##### TEXTE FOURNI #####

Ark Germania
OTAN

[Reportage] Les Alliés partent vers la Norvège tester la mobilité militaire en Europe

(B2 à Fredrikstad) Le grand exercice de l'OTAN 'Trident Juncture' organisé en Norvège fin octobre - début novembre nécessite une armada de véhicules, navires et train. Une bonne occasion pour l'Alliance atlantique de tester sa 'mobilité militaire' et d'évaluer les obstacles possibles dans le cadre d'un exercice en condition réelle

Tanks de la Bundeswehr conduits hors de l'Ark Germania à son arrivée dans le port de Fredrikstad (© Aurélie Pugnet / B2)

L'exercice qui démarre le 25 octobre rassemble 29 pays, à commencer par l'Allemagne et les États-Unis qui fournissent une bonne partie de la logistique. B2 a pu assister au débarquement des troupes et équipements de ses Alliés dans le port de Fredrikstad, en Norvège. 

A l'Est, un peu moins préparés ?

Des infrastructures pas assez résistantes

La création d'infrastructures de qualité est au cœur de la mobilité militaire. Or ce n'est pas le cas sur tout le territoire européen. « Plus on va vers l'Europe de l'est, moins les infrastructures supportent le poids de l'équipement. » « Les Allemands ont de bonnes infrastructures. Ce ne sont pas eux qui posent problème », décrit à B2 le second lieutenant Mark Dryfhout du 39th Transportation Battalion de l'US Army.

Des règles pas harmonisées pour les convois

Pour déplacer des convois à travers l'Europe, le principal défi est « que les États ont des règles différentes pour les convois et ce qui est autorisé, et comment on peut opérer ». Pour un convoi qui dépasse un certain poids on peut avoir deux situations. En Pologne, ce convoi est nécessairement accompagné par la police. En Allemagne, ce n'est pas le cas. Tout cela « crée un défi pour les soldats stationnés aux frontières pour que tout se passe sans problème », continue Mark Dryfhout.

Des drones interdits en Norvège

Outre le déplacement, cela a aussi des conséquences une fois « toutes ces forces multinationales [réunies] dans un pays souverain, où l'on doit obéir aux règles » locales. Exemple, selon le lieutenant-colonel Bill R. Kost de l'US Army : en Norvège, la règlementation civile interdit l'utilisation de drones, également dans le cadre de l'exercice. De même, « on ne peut déplacer les véhicules que douze par douze. C'est la règle. Mais elle varie selon les pays ». NB : La réalité des difficultés de la mobilité militaire doit cependant être relativisée : certains mouvements restent difficiles car ces exercices se déroulent dans une situation en temps de paix. En cas de réelle agression, certains obstacles (notamment administratifs) pourraient être levés.

#####

# DÉFI 1
Résume le texte fourni en deux phrases.

##### DONNÉES DE L'EXERCICE #####

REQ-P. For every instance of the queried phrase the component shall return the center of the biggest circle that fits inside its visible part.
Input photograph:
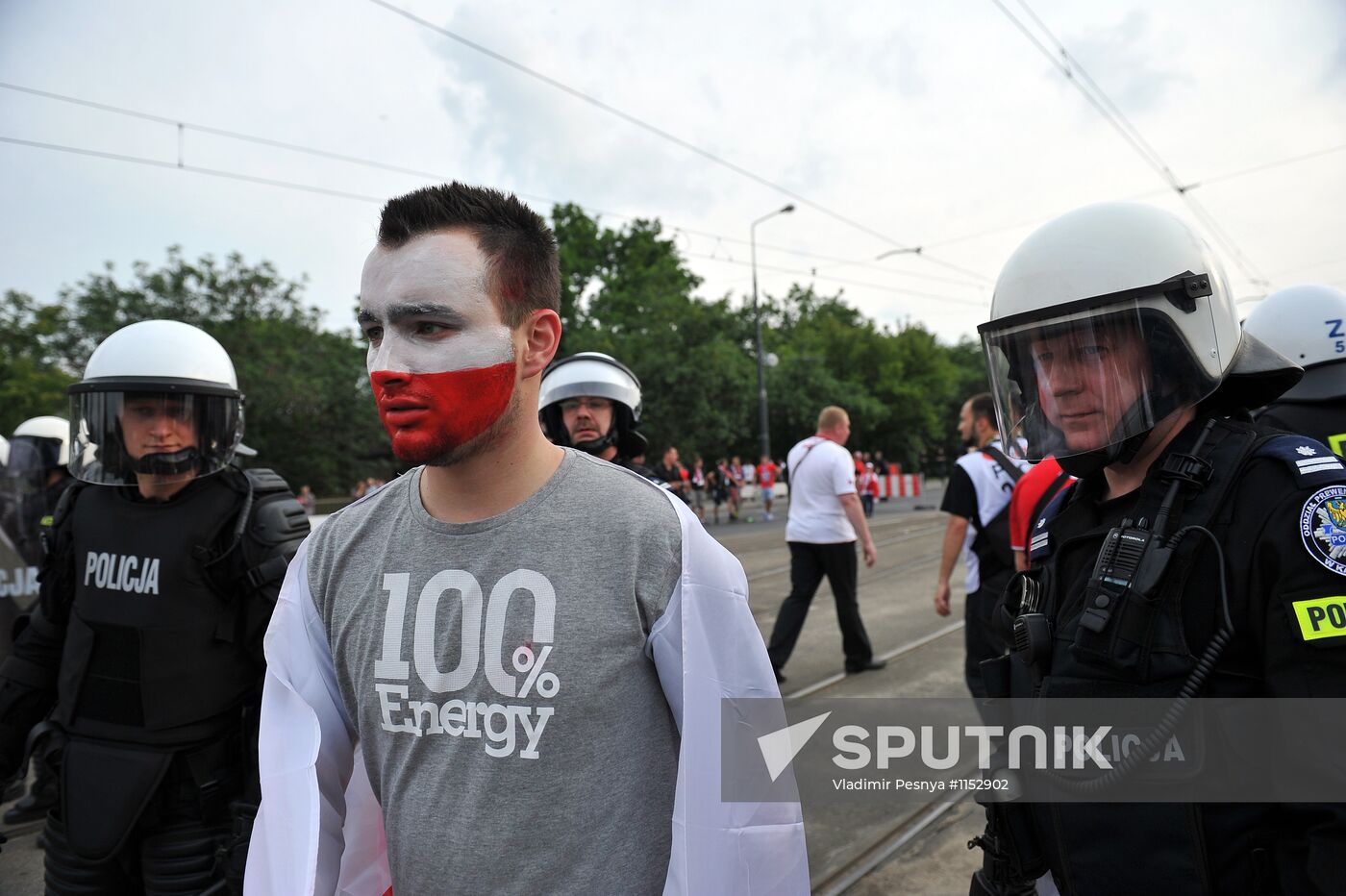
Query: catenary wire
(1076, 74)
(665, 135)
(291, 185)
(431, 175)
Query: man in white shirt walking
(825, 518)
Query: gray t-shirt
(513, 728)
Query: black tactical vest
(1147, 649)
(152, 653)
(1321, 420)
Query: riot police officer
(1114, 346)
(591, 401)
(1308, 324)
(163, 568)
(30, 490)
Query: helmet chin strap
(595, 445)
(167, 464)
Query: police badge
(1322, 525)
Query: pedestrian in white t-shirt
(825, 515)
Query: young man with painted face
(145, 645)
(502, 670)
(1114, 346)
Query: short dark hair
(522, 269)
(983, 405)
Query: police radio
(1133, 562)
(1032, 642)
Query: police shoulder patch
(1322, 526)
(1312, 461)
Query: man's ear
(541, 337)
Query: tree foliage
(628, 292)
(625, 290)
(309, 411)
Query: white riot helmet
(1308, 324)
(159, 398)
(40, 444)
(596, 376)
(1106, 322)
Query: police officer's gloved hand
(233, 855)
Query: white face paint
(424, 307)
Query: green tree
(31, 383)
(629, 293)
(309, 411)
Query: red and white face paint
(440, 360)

#####

# DÉFI 2
Mets dans une liste JSON de chaînes la partie des entrées qui commence par la ligne contenant « Query: tree foliage » et va jusqu'à la fin des entrées, les deux bouts compris. Une chaîne par ligne, sans les lignes vides.

# RÉSULTAT 1
L'exercice « Trident Juncture » de l'OTAN, organisé en Norvège fin octobre et début novembre avec 29 pays, permet à l'Alliance de tester sa mobilité militaire en condition réelle. Des militaires américains y relèvent plusieurs obstacles : des infrastructures qui supportent moins bien le poids de l'équipement vers l'Europe de l'Est, des règles différentes d'un pays à l'autre pour les convois et des règles locales, comme l'interdiction des drones en Norvège.

# RÉSULTAT 2
[
  "Query: tree foliage",
  "(628, 292)",
  "(625, 290)",
  "(309, 411)",
  "Query: white riot helmet",
  "(1308, 324)",
  "(159, 398)",
  "(40, 444)",
  "(596, 376)",
  "(1106, 322)",
  "Query: police officer's gloved hand",
  "(233, 855)",
  "Query: white face paint",
  "(424, 307)",
  "Query: green tree",
  "(31, 383)",
  "(629, 293)",
  "(309, 411)",
  "Query: red and white face paint",
  "(440, 360)"
]